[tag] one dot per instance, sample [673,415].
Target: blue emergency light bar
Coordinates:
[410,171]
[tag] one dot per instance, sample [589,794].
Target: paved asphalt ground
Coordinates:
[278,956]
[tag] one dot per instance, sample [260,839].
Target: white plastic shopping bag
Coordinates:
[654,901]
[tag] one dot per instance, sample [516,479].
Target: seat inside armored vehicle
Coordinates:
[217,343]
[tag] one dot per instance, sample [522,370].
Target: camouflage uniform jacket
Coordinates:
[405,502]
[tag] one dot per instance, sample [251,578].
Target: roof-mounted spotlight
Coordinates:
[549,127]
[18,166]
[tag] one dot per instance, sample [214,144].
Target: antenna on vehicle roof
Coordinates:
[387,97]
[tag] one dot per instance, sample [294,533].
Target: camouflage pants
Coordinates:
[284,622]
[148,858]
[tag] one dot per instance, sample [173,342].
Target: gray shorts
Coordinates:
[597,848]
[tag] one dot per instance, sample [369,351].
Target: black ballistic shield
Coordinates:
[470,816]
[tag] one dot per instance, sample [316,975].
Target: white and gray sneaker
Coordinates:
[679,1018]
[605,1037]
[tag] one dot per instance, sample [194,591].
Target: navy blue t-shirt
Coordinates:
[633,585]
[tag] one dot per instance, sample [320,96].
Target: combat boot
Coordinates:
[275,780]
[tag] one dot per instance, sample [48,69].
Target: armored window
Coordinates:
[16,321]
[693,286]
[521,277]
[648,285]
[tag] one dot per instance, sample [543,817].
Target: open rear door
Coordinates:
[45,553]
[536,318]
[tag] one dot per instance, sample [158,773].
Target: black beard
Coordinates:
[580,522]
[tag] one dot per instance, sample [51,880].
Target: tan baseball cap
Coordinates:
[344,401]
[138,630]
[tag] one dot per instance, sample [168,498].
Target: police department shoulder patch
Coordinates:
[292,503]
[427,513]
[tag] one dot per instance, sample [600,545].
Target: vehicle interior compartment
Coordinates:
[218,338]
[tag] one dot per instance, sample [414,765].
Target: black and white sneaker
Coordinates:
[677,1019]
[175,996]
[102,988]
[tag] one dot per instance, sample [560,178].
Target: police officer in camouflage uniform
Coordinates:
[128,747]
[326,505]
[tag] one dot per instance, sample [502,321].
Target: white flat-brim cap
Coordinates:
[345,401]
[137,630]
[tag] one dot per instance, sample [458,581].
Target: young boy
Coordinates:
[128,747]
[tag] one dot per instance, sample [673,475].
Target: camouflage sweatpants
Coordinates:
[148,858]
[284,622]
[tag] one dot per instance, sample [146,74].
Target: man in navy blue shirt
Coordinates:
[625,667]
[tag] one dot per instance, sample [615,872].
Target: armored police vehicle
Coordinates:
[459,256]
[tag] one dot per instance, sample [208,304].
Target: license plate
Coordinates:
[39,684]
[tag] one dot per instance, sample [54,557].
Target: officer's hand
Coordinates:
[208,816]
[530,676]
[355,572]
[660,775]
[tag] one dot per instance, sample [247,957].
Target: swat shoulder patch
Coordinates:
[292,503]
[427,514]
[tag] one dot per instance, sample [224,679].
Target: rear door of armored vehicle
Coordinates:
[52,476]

___

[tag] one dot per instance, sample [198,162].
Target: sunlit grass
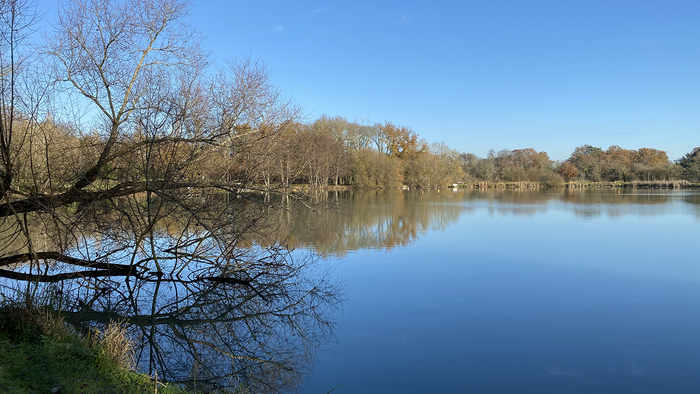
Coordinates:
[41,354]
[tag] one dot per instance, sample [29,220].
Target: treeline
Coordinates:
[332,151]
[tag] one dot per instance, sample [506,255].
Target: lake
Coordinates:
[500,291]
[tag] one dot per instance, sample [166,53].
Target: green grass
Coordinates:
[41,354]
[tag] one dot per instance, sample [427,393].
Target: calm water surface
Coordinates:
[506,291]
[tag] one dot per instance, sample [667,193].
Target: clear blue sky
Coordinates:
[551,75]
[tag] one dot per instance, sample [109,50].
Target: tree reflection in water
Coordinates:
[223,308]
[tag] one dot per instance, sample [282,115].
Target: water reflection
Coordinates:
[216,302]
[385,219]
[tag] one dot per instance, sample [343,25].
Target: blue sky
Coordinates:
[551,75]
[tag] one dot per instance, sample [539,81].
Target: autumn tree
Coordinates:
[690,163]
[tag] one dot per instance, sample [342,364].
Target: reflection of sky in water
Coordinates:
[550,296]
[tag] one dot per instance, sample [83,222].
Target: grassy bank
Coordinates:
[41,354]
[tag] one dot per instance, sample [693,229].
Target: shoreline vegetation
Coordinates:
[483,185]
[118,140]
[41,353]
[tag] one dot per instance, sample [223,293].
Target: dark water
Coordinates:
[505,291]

___

Give only the number of lines in the material above where the string "gray" appears.

2